§ **Aim of the exercise**:
Make an exact copy of every entry, from the first line to the last.

§ **Data for processing**:
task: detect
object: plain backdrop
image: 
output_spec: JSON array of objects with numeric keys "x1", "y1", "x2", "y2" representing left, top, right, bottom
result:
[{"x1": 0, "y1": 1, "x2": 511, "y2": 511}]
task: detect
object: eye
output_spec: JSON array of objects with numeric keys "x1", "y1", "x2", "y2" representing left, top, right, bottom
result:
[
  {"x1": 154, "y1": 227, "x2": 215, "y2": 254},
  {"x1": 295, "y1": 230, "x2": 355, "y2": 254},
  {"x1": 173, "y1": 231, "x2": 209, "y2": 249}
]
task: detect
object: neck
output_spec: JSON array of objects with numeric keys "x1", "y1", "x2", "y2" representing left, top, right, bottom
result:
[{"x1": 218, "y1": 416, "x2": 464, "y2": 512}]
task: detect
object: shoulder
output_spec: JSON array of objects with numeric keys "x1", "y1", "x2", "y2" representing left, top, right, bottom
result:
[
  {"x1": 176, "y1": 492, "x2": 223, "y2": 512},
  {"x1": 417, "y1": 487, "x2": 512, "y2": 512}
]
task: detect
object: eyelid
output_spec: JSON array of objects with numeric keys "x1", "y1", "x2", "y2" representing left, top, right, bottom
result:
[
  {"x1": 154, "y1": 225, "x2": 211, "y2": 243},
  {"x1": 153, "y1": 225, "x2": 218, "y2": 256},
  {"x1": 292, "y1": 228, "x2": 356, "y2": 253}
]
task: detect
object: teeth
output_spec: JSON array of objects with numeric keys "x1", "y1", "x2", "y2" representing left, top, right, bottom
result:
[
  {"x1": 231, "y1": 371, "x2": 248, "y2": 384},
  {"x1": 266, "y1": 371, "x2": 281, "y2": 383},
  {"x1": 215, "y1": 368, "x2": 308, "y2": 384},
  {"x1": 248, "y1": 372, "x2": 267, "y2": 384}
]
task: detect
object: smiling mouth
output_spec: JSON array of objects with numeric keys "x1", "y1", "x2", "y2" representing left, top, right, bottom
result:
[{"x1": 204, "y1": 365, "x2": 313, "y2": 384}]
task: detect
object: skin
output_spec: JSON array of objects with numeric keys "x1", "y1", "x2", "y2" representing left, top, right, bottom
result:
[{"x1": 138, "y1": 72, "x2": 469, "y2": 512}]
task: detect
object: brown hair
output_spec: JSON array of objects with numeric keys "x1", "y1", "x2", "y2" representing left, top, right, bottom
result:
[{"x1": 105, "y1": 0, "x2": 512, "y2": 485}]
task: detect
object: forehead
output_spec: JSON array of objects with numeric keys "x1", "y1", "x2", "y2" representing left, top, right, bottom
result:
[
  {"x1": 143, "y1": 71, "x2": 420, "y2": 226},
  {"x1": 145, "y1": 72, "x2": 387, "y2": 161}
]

§ **Answer to this exercise**:
task: detect
object: plain backdrop
image: 
output_spec: JSON array of objects with numeric keys "x1", "y1", "x2", "y2" representing left, top, right, bottom
result:
[{"x1": 0, "y1": 1, "x2": 511, "y2": 511}]
task: detect
object: eye
output_spec: JSON array of objects with numeric keys "x1", "y1", "x2", "y2" representing left, top, right, bottom
result:
[
  {"x1": 154, "y1": 227, "x2": 215, "y2": 254},
  {"x1": 295, "y1": 230, "x2": 355, "y2": 254},
  {"x1": 173, "y1": 231, "x2": 209, "y2": 249}
]
task: detect
object: neck
output_spec: JSON array of objects with numeric keys "x1", "y1", "x2", "y2" representing left, top, right, bottom
result:
[{"x1": 218, "y1": 416, "x2": 464, "y2": 512}]
task: detect
object: shoulder
output_spec: JSON array of objects with numeric keys "x1", "y1", "x2", "y2" representing left, top, right, bottom
result:
[
  {"x1": 176, "y1": 492, "x2": 223, "y2": 512},
  {"x1": 417, "y1": 487, "x2": 512, "y2": 512}
]
task: detect
object: eyelid
output_spec: JSON array of objects with numeric keys "x1", "y1", "x2", "y2" representing left, top, right, bottom
result:
[
  {"x1": 154, "y1": 225, "x2": 211, "y2": 243},
  {"x1": 153, "y1": 225, "x2": 218, "y2": 256},
  {"x1": 292, "y1": 228, "x2": 356, "y2": 253}
]
task: detect
object: teeth
output_spec: JSON array of objects with numeric keys "x1", "y1", "x2", "y2" representing left, top, right, bottom
result:
[
  {"x1": 231, "y1": 371, "x2": 248, "y2": 384},
  {"x1": 266, "y1": 371, "x2": 281, "y2": 383},
  {"x1": 215, "y1": 368, "x2": 308, "y2": 384},
  {"x1": 248, "y1": 372, "x2": 267, "y2": 384}
]
task: detect
object: smiling mouth
output_spec: JSON array of objects with numeric keys "x1", "y1", "x2", "y2" representing left, top, right, bottom
result:
[{"x1": 204, "y1": 365, "x2": 313, "y2": 384}]
task: detect
object: skin
output_spec: JSON array of objects with numeric keys "x1", "y1", "x2", "y2" representing left, top, right, bottom
result:
[{"x1": 138, "y1": 72, "x2": 469, "y2": 512}]
task: detect
object: brown hair
output_spec: JSON array of objects with numeric keys "x1", "y1", "x2", "y2" representing left, top, right, bottom
result:
[{"x1": 105, "y1": 0, "x2": 512, "y2": 485}]
task: detect
object: forehead
output_spec: JSON array of objects with numeric keys "x1", "y1", "x2", "y2" representing left, top, right, bottom
result:
[
  {"x1": 143, "y1": 71, "x2": 420, "y2": 226},
  {"x1": 145, "y1": 72, "x2": 387, "y2": 161}
]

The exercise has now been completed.